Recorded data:
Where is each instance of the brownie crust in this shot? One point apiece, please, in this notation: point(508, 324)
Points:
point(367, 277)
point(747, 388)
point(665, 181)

## EXERCISE INSTRUCTIONS
Nothing in the data may be left out; copy every line exactly.

## TASK RESULT
Where is each instance of the brownie crust in this shot? One point apiece, please, in this notation: point(508, 324)
Points:
point(367, 277)
point(747, 388)
point(665, 181)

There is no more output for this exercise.